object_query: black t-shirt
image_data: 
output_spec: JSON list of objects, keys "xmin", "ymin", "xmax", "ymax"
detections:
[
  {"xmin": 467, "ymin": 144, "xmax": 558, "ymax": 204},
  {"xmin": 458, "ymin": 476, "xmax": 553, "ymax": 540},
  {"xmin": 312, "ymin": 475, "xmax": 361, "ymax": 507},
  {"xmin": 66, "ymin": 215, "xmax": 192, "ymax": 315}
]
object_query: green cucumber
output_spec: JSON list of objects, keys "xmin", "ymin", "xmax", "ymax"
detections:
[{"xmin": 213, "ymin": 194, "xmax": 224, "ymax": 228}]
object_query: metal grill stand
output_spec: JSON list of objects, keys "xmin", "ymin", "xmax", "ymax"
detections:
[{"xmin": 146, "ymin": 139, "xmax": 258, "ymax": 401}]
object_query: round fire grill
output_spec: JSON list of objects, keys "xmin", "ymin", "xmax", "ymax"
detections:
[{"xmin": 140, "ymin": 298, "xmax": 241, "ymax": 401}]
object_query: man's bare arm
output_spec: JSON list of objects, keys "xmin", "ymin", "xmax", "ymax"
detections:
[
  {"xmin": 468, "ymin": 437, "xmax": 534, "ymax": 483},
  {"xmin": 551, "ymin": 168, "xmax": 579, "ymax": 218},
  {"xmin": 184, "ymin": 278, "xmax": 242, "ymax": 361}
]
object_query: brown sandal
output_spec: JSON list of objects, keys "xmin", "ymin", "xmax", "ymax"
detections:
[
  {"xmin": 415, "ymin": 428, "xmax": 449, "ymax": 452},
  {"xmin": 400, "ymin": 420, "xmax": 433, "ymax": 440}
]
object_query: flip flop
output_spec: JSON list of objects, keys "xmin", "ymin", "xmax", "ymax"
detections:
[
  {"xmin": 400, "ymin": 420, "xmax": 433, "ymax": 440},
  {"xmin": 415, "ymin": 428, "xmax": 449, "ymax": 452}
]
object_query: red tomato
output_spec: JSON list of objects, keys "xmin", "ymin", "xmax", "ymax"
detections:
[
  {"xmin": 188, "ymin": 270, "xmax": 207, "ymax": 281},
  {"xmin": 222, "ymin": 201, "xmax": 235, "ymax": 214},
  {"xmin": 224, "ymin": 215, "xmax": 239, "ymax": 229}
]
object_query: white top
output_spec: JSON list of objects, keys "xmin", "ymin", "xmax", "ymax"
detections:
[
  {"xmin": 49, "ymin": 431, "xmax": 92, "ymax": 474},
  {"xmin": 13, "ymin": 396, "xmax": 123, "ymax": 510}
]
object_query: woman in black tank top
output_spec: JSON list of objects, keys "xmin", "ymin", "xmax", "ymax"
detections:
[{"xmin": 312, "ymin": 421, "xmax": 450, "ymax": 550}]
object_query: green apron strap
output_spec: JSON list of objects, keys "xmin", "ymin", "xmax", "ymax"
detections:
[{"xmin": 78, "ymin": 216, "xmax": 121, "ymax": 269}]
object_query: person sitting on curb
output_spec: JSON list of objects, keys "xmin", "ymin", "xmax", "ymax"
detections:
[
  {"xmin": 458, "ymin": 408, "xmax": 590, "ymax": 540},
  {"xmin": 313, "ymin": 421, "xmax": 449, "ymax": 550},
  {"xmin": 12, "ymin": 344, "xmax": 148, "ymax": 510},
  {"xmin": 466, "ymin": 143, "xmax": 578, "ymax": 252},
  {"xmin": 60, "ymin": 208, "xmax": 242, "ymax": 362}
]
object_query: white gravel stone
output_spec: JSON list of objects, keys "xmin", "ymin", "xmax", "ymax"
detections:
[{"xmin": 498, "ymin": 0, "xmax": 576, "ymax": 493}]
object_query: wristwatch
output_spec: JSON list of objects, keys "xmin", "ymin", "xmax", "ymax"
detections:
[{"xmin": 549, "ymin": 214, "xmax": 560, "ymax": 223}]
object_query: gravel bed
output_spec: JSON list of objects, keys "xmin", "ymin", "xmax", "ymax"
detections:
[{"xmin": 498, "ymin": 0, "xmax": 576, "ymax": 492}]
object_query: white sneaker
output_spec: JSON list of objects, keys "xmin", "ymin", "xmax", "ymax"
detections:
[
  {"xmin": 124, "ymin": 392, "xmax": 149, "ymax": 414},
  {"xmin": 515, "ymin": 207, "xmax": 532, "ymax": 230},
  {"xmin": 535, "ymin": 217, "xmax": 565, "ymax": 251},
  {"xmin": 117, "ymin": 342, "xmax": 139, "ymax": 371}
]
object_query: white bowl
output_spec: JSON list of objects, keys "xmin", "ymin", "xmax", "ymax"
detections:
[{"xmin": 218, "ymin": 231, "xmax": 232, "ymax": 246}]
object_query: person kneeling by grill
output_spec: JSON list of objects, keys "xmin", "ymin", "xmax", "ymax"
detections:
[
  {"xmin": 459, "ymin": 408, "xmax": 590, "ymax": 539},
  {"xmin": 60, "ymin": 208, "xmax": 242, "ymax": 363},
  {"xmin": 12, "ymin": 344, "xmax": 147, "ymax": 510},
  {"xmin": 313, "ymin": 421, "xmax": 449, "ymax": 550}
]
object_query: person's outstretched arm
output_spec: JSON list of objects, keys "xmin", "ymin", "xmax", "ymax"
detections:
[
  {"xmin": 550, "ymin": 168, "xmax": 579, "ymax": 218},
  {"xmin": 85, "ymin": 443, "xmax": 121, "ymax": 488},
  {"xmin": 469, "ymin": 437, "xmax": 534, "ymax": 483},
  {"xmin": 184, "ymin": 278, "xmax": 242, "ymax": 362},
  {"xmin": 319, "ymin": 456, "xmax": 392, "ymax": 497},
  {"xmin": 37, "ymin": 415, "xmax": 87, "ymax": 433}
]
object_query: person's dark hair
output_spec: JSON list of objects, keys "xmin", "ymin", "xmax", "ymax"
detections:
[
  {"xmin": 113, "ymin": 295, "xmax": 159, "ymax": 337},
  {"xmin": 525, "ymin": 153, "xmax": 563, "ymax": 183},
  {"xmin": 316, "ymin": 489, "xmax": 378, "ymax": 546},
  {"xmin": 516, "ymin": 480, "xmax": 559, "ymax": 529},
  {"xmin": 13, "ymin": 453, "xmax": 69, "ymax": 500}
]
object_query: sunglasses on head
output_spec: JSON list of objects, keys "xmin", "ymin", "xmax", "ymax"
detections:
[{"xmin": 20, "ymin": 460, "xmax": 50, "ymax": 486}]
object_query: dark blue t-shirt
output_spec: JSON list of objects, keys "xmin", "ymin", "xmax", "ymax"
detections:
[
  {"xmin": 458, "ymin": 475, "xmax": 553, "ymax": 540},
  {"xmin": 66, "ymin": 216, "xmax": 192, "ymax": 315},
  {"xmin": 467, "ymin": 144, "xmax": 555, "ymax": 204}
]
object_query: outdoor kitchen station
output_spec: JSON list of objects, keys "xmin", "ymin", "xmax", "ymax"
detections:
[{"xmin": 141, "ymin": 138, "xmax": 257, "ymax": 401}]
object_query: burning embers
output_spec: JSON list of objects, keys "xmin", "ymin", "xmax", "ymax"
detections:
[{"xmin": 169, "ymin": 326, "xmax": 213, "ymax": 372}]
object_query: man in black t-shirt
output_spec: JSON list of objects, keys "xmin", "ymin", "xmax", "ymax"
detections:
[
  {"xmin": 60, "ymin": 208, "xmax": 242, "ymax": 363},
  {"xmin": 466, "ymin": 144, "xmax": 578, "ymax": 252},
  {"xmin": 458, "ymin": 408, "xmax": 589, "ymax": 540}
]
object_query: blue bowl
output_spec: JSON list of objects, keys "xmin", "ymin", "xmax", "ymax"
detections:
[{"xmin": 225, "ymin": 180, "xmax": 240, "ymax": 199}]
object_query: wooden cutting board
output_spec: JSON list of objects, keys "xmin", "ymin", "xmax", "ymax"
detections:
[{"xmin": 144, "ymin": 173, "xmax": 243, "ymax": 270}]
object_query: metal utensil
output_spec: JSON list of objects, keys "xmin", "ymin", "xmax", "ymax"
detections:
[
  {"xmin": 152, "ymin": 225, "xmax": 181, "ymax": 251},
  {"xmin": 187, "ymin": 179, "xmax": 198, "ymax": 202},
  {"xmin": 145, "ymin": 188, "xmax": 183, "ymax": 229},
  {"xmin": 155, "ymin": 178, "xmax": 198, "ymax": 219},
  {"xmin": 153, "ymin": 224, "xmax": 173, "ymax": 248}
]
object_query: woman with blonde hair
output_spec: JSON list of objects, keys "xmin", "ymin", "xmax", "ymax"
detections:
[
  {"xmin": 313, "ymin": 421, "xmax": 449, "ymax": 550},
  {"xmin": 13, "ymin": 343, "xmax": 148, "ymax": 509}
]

============

| What to work on |
Across all the entries above, count each line that has the word "shirt" in it, and give only the count.

| Answer area |
3